## [YOUR TASK]
Count the lines of the material below that contain the string "brown", matching case exactly, and give only the number.

## [INFORMATION GIVEN]
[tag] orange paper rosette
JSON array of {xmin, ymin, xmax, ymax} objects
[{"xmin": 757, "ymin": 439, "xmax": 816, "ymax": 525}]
* * *
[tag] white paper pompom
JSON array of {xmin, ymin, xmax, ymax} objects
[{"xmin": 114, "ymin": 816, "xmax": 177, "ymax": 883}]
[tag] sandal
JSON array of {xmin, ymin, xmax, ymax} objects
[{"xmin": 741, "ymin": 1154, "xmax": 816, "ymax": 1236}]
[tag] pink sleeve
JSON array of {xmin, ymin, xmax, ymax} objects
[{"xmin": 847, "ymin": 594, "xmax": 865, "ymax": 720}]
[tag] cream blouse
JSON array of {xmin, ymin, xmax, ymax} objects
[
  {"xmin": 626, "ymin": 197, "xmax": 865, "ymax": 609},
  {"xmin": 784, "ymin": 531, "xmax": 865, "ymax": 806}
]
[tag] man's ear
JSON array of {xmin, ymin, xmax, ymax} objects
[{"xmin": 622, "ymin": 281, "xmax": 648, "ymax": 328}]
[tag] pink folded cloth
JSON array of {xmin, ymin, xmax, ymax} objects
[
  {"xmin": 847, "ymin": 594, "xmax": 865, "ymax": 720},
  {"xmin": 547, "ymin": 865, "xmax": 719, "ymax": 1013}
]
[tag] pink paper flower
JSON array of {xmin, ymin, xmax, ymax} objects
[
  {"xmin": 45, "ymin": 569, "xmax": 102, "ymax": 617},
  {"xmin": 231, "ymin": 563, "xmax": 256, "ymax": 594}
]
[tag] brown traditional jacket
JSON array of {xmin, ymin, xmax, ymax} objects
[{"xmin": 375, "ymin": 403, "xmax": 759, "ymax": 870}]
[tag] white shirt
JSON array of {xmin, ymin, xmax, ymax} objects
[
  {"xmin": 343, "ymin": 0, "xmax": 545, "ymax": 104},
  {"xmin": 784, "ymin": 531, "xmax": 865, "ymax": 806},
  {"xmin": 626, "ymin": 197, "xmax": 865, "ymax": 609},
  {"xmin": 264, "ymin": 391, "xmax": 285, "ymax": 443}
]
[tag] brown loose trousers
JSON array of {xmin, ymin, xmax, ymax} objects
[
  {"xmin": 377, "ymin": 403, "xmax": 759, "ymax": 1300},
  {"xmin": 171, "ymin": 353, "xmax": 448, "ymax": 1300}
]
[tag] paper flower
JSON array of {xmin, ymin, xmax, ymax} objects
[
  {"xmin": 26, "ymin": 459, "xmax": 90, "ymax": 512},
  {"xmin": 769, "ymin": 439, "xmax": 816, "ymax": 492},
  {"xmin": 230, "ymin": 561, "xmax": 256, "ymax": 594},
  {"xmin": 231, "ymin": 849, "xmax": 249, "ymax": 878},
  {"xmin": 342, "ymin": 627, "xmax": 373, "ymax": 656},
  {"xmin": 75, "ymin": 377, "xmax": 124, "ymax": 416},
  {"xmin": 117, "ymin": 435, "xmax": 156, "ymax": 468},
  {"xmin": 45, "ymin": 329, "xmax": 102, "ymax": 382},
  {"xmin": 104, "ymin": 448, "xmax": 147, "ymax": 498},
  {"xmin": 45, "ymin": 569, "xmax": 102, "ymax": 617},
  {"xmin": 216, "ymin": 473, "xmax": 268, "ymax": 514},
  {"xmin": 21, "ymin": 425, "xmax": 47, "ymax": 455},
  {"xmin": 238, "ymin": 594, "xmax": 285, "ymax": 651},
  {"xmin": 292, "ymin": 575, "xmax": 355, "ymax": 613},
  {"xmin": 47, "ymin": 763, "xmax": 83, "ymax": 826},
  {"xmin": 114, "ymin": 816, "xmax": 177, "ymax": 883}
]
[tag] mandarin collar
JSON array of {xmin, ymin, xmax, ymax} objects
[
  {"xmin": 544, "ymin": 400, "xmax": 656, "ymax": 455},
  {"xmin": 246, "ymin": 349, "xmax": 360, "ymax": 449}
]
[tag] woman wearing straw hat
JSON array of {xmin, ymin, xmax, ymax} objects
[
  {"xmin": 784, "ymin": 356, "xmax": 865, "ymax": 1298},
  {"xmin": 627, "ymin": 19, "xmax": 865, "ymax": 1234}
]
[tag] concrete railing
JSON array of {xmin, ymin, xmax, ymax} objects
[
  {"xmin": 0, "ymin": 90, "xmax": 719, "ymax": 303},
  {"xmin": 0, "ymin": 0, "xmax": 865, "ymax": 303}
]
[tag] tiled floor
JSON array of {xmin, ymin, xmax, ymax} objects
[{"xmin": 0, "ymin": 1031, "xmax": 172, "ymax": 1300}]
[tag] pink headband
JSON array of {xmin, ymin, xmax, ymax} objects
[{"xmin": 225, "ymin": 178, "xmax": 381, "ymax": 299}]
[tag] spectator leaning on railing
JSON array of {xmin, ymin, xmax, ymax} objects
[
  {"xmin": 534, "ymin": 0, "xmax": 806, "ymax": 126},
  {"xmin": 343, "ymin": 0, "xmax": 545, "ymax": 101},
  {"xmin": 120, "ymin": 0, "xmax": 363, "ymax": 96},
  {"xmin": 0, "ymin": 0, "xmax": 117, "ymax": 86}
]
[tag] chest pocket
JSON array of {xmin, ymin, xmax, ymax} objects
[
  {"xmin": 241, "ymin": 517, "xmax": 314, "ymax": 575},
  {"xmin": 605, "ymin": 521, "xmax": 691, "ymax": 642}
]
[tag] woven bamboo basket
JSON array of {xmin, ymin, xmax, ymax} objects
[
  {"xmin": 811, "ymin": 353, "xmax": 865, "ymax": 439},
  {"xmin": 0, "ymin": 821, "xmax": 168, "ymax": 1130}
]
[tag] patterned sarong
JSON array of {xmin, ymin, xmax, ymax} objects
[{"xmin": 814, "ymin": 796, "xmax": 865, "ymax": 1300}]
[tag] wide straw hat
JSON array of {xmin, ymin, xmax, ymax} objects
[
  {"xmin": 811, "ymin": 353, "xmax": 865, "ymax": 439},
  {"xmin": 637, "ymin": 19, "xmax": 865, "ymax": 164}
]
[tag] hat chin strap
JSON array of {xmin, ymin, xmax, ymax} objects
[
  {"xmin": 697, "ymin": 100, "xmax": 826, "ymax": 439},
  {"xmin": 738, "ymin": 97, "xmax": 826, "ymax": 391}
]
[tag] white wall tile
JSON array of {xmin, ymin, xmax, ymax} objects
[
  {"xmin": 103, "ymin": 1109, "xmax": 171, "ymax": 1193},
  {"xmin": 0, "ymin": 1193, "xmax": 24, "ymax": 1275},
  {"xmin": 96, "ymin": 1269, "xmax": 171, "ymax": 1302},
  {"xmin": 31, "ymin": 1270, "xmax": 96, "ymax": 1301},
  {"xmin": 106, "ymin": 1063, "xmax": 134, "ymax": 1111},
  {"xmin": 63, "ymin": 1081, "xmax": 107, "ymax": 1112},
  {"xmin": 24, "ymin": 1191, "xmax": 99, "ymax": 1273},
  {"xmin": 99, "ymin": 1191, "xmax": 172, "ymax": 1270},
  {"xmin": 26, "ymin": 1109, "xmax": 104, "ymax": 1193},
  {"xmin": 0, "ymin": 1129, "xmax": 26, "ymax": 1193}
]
--
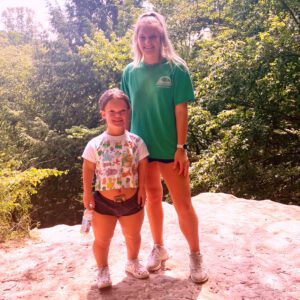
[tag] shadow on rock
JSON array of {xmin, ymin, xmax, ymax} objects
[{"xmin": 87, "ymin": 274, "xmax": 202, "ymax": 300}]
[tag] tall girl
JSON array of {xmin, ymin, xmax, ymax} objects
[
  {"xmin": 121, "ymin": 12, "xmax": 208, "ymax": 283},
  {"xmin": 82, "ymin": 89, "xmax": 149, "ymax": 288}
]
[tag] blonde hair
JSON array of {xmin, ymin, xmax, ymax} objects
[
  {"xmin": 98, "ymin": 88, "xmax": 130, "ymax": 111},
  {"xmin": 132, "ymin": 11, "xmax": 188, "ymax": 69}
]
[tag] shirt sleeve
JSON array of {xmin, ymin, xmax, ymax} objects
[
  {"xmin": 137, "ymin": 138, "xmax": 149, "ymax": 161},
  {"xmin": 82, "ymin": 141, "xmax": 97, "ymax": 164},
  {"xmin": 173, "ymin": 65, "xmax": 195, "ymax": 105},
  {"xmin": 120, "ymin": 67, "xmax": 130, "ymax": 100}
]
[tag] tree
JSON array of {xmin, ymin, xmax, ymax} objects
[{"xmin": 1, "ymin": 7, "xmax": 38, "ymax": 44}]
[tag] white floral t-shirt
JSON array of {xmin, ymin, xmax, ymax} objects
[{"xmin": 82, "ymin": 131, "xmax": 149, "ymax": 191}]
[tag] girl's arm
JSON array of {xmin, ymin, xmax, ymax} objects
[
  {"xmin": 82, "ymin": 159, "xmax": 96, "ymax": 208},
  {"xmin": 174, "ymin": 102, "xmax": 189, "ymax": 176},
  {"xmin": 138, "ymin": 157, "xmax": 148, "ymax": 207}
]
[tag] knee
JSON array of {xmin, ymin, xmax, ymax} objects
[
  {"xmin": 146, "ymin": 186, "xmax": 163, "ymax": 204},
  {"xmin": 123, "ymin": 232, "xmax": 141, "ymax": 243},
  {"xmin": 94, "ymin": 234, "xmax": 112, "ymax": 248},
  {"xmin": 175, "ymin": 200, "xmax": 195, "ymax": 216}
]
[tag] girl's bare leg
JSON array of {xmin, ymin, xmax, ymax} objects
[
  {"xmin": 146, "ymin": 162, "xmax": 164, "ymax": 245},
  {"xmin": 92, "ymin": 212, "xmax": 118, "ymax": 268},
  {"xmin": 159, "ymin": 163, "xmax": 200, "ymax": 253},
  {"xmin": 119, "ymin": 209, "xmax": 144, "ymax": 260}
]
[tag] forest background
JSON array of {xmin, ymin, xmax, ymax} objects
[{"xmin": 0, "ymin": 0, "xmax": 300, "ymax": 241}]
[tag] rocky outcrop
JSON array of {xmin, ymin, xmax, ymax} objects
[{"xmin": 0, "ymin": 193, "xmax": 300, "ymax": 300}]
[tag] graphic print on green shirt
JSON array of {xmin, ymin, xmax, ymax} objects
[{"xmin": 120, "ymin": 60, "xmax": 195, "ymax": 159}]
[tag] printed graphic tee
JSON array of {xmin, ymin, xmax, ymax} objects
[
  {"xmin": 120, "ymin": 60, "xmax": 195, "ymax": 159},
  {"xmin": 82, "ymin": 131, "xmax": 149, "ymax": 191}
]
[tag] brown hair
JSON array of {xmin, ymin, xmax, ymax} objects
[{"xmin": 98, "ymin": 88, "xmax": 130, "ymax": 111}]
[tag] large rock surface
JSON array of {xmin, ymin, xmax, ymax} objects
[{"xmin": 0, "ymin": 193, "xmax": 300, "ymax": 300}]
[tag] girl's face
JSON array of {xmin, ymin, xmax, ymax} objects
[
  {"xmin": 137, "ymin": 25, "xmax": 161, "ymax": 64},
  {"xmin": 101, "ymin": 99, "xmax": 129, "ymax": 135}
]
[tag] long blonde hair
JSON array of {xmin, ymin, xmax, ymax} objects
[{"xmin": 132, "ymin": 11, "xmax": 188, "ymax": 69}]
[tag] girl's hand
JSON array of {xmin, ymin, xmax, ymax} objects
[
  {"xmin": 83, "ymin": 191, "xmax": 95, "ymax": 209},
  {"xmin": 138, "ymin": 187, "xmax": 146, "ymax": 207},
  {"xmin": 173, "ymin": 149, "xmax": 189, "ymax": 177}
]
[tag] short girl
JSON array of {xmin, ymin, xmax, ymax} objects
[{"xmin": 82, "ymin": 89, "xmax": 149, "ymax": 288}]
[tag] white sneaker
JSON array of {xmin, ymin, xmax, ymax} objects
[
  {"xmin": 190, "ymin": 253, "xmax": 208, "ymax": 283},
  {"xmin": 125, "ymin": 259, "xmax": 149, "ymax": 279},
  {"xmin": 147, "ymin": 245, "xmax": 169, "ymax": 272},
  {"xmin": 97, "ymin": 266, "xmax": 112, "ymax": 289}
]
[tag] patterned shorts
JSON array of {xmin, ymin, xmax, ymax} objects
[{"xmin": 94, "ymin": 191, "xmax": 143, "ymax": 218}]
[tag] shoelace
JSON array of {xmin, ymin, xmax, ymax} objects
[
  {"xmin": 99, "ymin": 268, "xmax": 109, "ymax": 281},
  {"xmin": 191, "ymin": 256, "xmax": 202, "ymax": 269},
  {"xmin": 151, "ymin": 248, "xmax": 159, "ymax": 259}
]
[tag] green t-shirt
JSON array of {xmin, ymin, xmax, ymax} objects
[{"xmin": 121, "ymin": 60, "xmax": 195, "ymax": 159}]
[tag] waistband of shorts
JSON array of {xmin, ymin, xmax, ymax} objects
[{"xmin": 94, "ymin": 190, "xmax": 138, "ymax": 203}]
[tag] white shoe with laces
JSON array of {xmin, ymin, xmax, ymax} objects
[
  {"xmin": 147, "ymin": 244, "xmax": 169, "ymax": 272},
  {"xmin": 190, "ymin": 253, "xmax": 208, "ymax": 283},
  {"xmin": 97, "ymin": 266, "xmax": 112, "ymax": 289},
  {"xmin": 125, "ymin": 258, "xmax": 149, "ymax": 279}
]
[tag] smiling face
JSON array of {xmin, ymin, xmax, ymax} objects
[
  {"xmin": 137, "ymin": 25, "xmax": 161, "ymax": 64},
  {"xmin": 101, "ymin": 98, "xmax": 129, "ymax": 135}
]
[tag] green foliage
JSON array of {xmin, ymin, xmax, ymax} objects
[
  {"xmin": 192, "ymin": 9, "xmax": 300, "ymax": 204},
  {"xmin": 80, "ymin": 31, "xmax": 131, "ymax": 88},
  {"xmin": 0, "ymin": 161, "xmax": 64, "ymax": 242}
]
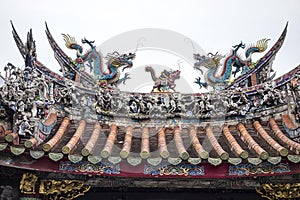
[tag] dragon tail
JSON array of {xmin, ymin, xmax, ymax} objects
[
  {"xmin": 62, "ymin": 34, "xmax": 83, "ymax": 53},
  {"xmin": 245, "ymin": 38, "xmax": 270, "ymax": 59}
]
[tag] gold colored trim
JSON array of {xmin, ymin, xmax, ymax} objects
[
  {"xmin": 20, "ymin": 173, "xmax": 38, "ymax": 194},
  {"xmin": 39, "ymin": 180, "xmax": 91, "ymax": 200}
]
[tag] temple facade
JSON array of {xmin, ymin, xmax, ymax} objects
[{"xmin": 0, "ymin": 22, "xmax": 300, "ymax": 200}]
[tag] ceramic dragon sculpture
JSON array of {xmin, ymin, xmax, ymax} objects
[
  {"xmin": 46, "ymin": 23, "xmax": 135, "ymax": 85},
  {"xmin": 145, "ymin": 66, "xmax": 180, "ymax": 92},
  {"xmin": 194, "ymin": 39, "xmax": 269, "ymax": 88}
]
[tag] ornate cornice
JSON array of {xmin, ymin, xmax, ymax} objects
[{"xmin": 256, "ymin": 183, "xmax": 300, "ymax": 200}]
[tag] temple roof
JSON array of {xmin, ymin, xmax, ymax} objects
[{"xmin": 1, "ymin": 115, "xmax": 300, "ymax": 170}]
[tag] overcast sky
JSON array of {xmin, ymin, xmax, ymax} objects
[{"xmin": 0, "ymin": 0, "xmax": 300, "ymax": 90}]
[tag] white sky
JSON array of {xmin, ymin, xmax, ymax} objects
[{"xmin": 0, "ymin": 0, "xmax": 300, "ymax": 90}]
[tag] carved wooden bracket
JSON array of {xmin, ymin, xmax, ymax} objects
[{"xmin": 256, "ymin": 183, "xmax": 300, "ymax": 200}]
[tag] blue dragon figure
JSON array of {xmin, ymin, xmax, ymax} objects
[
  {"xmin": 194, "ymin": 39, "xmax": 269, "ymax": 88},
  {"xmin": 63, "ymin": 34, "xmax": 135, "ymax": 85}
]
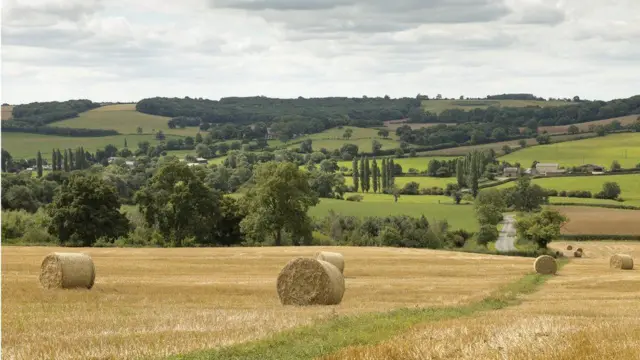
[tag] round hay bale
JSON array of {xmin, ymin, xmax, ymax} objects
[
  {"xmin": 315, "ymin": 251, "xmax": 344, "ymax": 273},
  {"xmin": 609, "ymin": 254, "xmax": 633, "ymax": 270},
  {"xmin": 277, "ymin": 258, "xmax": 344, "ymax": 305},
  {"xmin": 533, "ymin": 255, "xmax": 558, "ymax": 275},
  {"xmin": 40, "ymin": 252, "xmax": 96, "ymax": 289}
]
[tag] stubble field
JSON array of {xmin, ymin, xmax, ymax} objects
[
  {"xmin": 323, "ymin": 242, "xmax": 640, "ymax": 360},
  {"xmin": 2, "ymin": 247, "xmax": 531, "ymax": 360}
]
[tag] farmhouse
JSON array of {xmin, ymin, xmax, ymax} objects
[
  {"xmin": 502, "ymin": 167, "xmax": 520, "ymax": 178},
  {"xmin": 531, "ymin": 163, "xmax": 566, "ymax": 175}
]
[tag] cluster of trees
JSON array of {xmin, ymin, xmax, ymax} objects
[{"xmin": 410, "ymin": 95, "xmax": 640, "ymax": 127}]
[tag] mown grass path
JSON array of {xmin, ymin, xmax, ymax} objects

## [TASK OUTPUT]
3